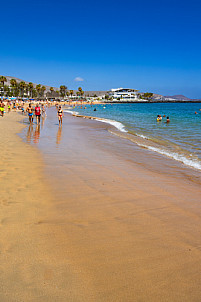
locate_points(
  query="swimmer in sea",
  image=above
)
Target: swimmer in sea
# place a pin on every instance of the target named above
(159, 118)
(60, 115)
(30, 113)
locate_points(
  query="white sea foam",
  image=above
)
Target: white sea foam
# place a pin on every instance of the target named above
(116, 124)
(188, 162)
(71, 112)
(142, 136)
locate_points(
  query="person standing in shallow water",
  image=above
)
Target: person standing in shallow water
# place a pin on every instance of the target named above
(30, 113)
(37, 113)
(60, 115)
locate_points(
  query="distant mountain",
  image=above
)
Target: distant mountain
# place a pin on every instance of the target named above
(177, 97)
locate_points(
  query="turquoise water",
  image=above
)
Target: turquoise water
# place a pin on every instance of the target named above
(180, 139)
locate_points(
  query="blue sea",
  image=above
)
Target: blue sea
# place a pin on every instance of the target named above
(180, 139)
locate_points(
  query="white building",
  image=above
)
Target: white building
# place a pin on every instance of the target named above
(125, 94)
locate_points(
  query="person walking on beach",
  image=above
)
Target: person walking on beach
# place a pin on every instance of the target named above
(9, 107)
(2, 108)
(43, 110)
(37, 113)
(30, 113)
(60, 115)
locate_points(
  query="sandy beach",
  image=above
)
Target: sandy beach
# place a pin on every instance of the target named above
(86, 217)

Exercise prompt:
Full transcription without images: please go through the records and repeat them exactly.

Exercise solution:
locate_points(
  query="swimmer in sea",
  image=above
)
Target: swimmer in sea
# place a pin on every instance of the target named above
(159, 118)
(60, 115)
(30, 113)
locate_points(
  query="white sea foam",
  image=above
)
Target: white sea foam
# place a pin on every instance of the target named above
(116, 124)
(188, 162)
(71, 112)
(142, 136)
locate_points(
  query="person standing in shallow water",
  image=above
)
Target: person standing in shallow water
# place a pin on every instance of the target named above
(30, 113)
(37, 113)
(60, 115)
locate_points(
  query="distant mountain",
  image=above
)
Target: distant mountain
# place a pin on every instance of the target named above
(177, 97)
locate_points(
  query="turquoise water",
  image=above
)
Target: turquoise water
# place a pin on every instance of the target named above
(180, 139)
locate_points(
  query="blue sea",
  image=above
)
Target: blue sea
# place a pin on every instance of the target named above
(180, 139)
locate_points(
  query="white building",
  image=above
)
Target: white building
# place a pin on every instance of the target named above
(125, 94)
locate_points(
  query="person walking on beach",
  image=above
)
Target: person walking on beach
# place a pin on every instance of the target named above
(9, 107)
(2, 108)
(43, 110)
(37, 113)
(30, 113)
(60, 115)
locate_points(
  query="sandy beach",
  image=above
)
Target: sandy beach
# place a pin on every instance of the target named above
(86, 217)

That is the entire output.